If an entry holds a picture, drop the picture and restate the rest word for word.

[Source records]
::::

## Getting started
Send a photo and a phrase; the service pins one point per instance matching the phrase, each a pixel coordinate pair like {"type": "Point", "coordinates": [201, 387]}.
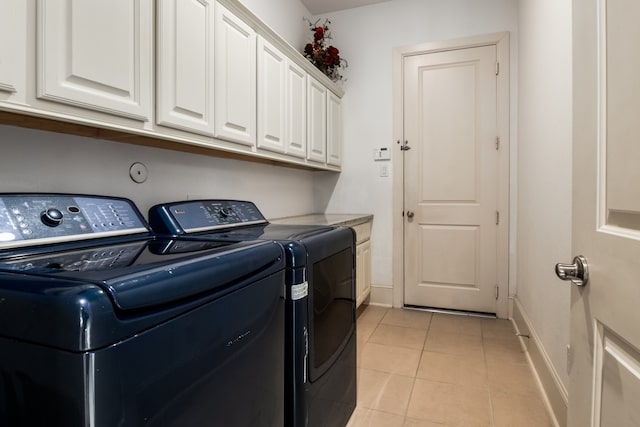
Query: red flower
{"type": "Point", "coordinates": [319, 33]}
{"type": "Point", "coordinates": [308, 49]}
{"type": "Point", "coordinates": [326, 58]}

::::

## Solution to this problem
## Getting started
Send a photo and a phrase; the service pins one point per instance matching the phrase, each a pixel coordinate pair like {"type": "Point", "coordinates": [201, 387]}.
Query: red flower
{"type": "Point", "coordinates": [319, 33]}
{"type": "Point", "coordinates": [308, 49]}
{"type": "Point", "coordinates": [326, 58]}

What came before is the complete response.